- [What is expected]:
Would you retype all of these records exactly?

— Start —

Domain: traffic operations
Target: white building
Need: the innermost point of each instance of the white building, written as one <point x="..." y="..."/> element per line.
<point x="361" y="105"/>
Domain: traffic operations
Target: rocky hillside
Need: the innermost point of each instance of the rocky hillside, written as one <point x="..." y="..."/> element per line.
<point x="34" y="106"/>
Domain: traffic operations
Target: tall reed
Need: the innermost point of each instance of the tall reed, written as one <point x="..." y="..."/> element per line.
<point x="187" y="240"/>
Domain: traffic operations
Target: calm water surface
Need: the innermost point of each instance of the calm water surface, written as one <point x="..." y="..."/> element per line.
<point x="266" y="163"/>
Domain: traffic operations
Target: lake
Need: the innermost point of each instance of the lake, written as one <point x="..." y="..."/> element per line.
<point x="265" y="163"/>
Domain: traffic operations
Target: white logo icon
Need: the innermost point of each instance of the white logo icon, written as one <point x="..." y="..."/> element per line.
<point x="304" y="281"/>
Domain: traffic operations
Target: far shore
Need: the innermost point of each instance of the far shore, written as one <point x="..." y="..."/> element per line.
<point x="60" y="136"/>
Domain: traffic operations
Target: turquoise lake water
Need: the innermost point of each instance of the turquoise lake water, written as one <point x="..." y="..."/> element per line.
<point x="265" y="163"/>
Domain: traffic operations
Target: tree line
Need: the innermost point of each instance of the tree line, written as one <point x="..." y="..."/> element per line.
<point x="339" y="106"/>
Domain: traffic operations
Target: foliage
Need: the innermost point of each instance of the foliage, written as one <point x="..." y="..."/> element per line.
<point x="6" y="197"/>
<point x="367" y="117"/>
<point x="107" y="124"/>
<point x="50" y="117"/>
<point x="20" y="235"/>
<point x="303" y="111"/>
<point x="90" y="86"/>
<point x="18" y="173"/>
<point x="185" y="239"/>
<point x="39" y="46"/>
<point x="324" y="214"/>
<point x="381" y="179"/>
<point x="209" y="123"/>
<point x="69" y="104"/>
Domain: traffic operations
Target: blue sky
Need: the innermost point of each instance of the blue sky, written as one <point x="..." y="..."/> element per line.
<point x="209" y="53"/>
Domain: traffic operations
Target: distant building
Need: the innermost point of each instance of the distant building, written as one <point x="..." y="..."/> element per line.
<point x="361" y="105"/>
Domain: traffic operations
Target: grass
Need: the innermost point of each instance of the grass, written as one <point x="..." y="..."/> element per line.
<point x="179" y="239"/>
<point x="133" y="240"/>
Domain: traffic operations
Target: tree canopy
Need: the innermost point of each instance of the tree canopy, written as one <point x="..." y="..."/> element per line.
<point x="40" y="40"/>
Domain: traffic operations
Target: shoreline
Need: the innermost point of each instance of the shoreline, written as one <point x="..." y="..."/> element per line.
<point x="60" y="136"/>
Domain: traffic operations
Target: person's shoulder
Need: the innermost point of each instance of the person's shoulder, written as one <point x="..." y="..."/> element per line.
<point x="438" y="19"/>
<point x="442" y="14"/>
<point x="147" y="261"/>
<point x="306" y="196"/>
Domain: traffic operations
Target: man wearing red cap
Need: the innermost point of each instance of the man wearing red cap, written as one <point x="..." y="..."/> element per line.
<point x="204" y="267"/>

— End —

- [Response for this exercise]:
Domain: traffic operations
Target: white building
Need: the innermost point of each instance of the white building, written as one <point x="..." y="..."/> element per line.
<point x="361" y="105"/>
Domain: traffic operations
Target: rocky hillside
Need: the innermost point of each instance of the rocky hillside, written as one <point x="..." y="..."/> element per line.
<point x="34" y="106"/>
Domain: traffic operations
Target: tall reed
Need: the innermost point of each instance of the tall reed, written as one <point x="..." y="..."/> element per line.
<point x="187" y="240"/>
Domain: traffic operations
Target: calm water surface
Need: the innermost point of each instance of the calm water surface, written as one <point x="..." y="..."/> element per line.
<point x="266" y="163"/>
Domain: traffic operations
Target: lake
Need: the innermost point of each instance of the lake, written as one <point x="..." y="..."/> element per line.
<point x="265" y="163"/>
Domain: traffic operations
Target: white logo icon
Need: the innermost point of each instance of the white logo icon, written as one <point x="..." y="..."/> element per line.
<point x="304" y="281"/>
Domain: traffic operations
Target: far shore
Need: the innermost point of each instance of the far shore, written as one <point x="..." y="..."/> element per line.
<point x="60" y="136"/>
Domain: traffic operations
Target: turquoise lake water
Need: the innermost point of each instance of the turquoise lake water, written as one <point x="..." y="..."/> element per line.
<point x="265" y="163"/>
Domain: traffic operations
Target: tree line
Need: the innermost point of each instance of the tree line, written as one <point x="..." y="..."/> element per line.
<point x="339" y="106"/>
Domain: traffic operations
Target: foliage
Need: the innermost point of each instance of the foliage, written as one <point x="..." y="..."/> element per line.
<point x="6" y="197"/>
<point x="367" y="117"/>
<point x="107" y="124"/>
<point x="50" y="117"/>
<point x="20" y="235"/>
<point x="303" y="111"/>
<point x="90" y="86"/>
<point x="18" y="173"/>
<point x="185" y="239"/>
<point x="39" y="46"/>
<point x="324" y="214"/>
<point x="381" y="179"/>
<point x="209" y="123"/>
<point x="69" y="104"/>
Domain: traffic operations
Target: blue sky
Need: the innermost point of each instance of the blue sky, written as one <point x="..." y="..."/> element per line.
<point x="209" y="53"/>
Domain: traffic operations
Target: distant building
Need: the innermost point of each instance of the distant building, written as one <point x="..." y="..."/> element per line.
<point x="361" y="105"/>
Domain: traffic operations
Target: grass
Need: the innermost point of each instance of the grass, written as one <point x="..." y="..."/> element per line.
<point x="179" y="239"/>
<point x="133" y="240"/>
Domain: traffic operations
Target: tree canopy
Need: the innermost point of each instance of the tree canopy, written as one <point x="..." y="..."/> element per line.
<point x="40" y="40"/>
Domain: traffic operations
Target: shoreline
Need: the innermost point of each instance of the shoreline, written as one <point x="..." y="..."/> element per line.
<point x="60" y="136"/>
Domain: traffic operations
Target: person's shoulder
Need: the innermost point of each instance of the person's shoulder, written as one <point x="..." y="..."/> element per line.
<point x="438" y="19"/>
<point x="442" y="14"/>
<point x="147" y="261"/>
<point x="306" y="196"/>
Domain: traffic operations
Target: man wearing red cap
Need: the innermost point of each instance of the man wearing red cap, written as one <point x="..." y="..."/> element per line.
<point x="204" y="267"/>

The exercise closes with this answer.